**THE PROBLEM:**
Repeat the passage on God and time word for word, starting with "How great is" and going on through "even more so.".

**EXCERPTED PASSAGE:**
>>>>
How great is God — beyond our understanding! The number of his years is past finding out. — Job 36:26
We may search out the moment the first wave slapped on a shore or the first star burst in the sky, but we’ll never find the first moment when God was God, for there is no moment when God was not God. He has never not been, for He is eternal. God is not bound by time.
But when Jesus came to the earth, all this changed. He heard for the first time a phrase that was never used in Heaven: “Your time is up.” As a child, He had to leave the temple because His time was up. As a man, He had to leave His hometown of Nazareth because His time was up. And as a Savior, He had to die on the cross because His time was up. For thirty-three years, the stallion of Heaven lived in the corral of time.
That’s certainly remarkable, but there is something even more so.
<<<<
[Dataset rows showing where objects appear]
>>>>
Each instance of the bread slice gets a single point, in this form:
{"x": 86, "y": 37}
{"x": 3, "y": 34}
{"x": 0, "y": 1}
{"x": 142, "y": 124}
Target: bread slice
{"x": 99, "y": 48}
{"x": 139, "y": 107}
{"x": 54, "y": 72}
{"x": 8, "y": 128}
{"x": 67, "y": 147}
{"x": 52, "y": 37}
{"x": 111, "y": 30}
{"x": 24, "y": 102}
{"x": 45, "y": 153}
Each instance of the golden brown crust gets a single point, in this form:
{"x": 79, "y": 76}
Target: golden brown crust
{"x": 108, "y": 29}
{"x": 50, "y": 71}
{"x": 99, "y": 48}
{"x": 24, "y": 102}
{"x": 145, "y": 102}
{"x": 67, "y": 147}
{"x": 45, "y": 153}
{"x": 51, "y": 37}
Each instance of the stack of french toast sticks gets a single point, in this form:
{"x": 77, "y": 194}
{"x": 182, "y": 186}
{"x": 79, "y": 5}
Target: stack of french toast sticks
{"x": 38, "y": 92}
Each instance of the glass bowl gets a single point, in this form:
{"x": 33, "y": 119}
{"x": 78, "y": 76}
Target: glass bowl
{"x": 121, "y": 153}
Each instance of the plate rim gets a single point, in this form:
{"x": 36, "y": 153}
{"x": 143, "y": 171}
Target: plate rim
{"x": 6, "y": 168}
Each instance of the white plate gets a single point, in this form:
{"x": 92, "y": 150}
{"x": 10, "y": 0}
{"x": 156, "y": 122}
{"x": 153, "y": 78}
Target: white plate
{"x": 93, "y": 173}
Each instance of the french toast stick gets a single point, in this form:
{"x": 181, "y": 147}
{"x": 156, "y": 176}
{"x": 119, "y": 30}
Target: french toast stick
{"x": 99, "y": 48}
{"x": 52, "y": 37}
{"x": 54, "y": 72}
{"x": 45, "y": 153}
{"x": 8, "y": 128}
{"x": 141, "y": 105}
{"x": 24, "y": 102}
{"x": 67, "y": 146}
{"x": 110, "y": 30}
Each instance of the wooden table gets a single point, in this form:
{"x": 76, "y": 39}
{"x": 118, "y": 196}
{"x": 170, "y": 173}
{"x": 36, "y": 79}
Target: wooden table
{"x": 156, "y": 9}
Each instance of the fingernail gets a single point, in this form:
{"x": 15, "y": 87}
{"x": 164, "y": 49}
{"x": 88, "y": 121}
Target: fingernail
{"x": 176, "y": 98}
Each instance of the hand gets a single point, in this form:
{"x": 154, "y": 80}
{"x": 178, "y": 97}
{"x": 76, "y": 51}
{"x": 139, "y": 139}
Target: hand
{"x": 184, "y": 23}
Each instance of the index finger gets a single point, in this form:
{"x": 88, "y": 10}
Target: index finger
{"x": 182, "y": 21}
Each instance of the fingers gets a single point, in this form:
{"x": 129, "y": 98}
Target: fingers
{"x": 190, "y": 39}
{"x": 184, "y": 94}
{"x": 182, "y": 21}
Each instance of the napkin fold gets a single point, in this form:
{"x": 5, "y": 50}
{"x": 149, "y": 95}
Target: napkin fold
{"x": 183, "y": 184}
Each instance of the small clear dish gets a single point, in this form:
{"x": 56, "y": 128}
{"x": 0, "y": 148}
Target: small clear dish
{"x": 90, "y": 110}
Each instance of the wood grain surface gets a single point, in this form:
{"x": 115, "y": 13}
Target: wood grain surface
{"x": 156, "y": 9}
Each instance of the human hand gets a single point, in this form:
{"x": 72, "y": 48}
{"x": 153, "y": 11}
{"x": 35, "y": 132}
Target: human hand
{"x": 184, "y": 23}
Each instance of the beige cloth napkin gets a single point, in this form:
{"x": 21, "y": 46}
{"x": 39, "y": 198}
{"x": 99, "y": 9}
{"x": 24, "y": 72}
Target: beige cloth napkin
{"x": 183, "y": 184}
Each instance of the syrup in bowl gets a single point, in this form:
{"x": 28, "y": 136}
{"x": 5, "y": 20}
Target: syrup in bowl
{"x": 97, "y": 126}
<<<<
**EXERCISE SOLUTION:**
How great is God — beyond our understanding! The number of his years is past finding out. — Job 36:26
We may search out the moment the first wave slapped on a shore or the first star burst in the sky, but we’ll never find the first moment when God was God, for there is no moment when God was not God. He has never not been, for He is eternal. God is not bound by time.
But when Jesus came to the earth, all this changed. He heard for the first time a phrase that was never used in Heaven: “Your time is up.” As a child, He had to leave the temple because His time was up. As a man, He had to leave His hometown of Nazareth because His time was up. And as a Savior, He had to die on the cross because His time was up. For thirty-three years, the stallion of Heaven lived in the corral of time.
That’s certainly remarkable, but there is something even more so.